- [REQUEST] Return each line of the data below verbatim; pictures are to be left out.

======== THE RECORDS ========

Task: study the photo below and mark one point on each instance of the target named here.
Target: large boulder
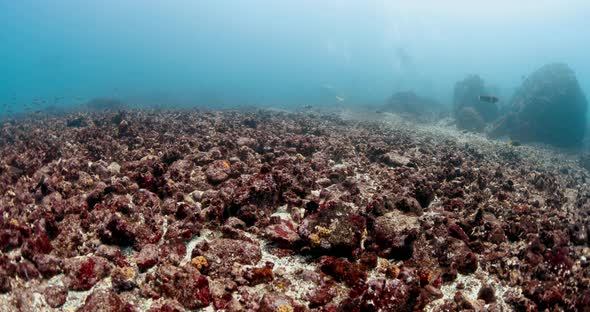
(549, 107)
(408, 103)
(466, 94)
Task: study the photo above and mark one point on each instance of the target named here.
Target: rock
(83, 273)
(549, 107)
(395, 160)
(103, 300)
(184, 284)
(487, 294)
(283, 234)
(56, 296)
(218, 171)
(222, 253)
(48, 265)
(123, 279)
(334, 229)
(466, 95)
(395, 233)
(272, 302)
(343, 271)
(257, 276)
(469, 119)
(147, 257)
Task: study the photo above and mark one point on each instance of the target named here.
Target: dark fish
(488, 98)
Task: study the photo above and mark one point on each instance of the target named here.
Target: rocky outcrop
(549, 107)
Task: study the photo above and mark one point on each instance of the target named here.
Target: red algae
(273, 211)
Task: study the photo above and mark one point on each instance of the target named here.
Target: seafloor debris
(269, 211)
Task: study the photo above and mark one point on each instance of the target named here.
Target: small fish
(488, 98)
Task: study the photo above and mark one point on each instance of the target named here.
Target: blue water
(279, 53)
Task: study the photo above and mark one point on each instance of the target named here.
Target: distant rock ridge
(549, 107)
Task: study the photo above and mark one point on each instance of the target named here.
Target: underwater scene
(310, 155)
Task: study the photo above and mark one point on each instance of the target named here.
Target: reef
(279, 211)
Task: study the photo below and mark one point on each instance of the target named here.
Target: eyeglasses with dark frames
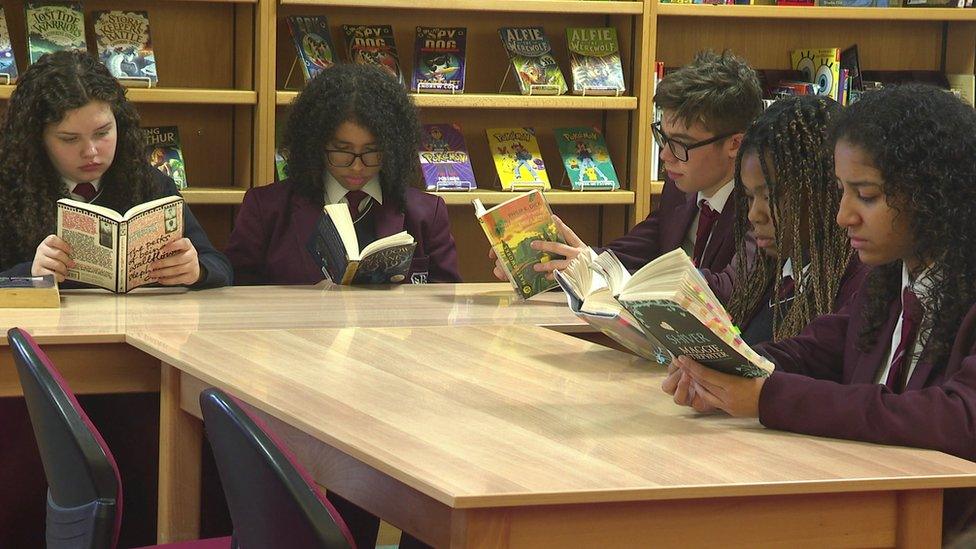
(344, 159)
(679, 149)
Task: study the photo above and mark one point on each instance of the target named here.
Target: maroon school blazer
(268, 247)
(665, 229)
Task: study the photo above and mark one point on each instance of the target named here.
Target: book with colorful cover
(125, 46)
(530, 53)
(821, 67)
(586, 159)
(373, 45)
(165, 152)
(8, 63)
(439, 60)
(444, 159)
(518, 161)
(594, 59)
(313, 43)
(54, 26)
(511, 227)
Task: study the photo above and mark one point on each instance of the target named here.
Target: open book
(335, 247)
(669, 302)
(116, 251)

========

- [THE RESPONSE]
Task: study the photo below and mark one point on each instance of the target named here.
Target: large boulder
(549, 107)
(408, 103)
(466, 94)
Task: study the photo above and mark one point on each instance of the target named here.
Target: rock
(83, 273)
(549, 107)
(395, 160)
(103, 300)
(184, 284)
(487, 294)
(283, 234)
(56, 296)
(218, 171)
(222, 253)
(48, 265)
(123, 279)
(334, 229)
(466, 95)
(395, 233)
(272, 302)
(343, 271)
(257, 276)
(469, 119)
(147, 257)
Task: study the photo above and mark one point on each instance of the target named here.
Target: dark fish
(488, 98)
Task: study the photo above and mark one point on each instance of the target named here.
Target: rocky outcrop
(549, 107)
Task: study the photo above and mark one point on each instance of the target named here.
Target: red algae
(273, 211)
Task: study the photo above and mark one point on each instance of the target named here.
Target: seafloor debris
(269, 211)
Task: study the photo above and mark one point on each instance of the target named here.
Target: small fish
(488, 98)
Task: study the photo above and mark one point on each instance of the target named here.
Target: blue water
(279, 53)
Task: study the photo above and mark one point on each instance of the target named here.
Target: distant rock ridge
(549, 107)
Task: study the photo above and mark one point on each instance of the target named here.
Target: underwater scene
(310, 155)
Task: study the photo above and mark one point on each instance of the target named here.
Target: reef
(279, 211)
Task: study the photo below and mark one point on each instance of the target named here.
Target: eyeglasses with dark frames
(344, 159)
(679, 149)
Task: study the photo above and mark one point on each instance of the target named here.
Target: maroon school blazer
(268, 247)
(665, 229)
Task: study the photo above and mark one point on each instance of the target named here.
Target: book with colorful cover
(125, 46)
(530, 53)
(821, 67)
(586, 159)
(373, 45)
(165, 152)
(8, 63)
(439, 60)
(444, 159)
(518, 161)
(594, 59)
(313, 43)
(54, 26)
(511, 227)
Task: study the photo above and mark one point on each instance of the target named here.
Target: open book
(335, 247)
(669, 302)
(116, 251)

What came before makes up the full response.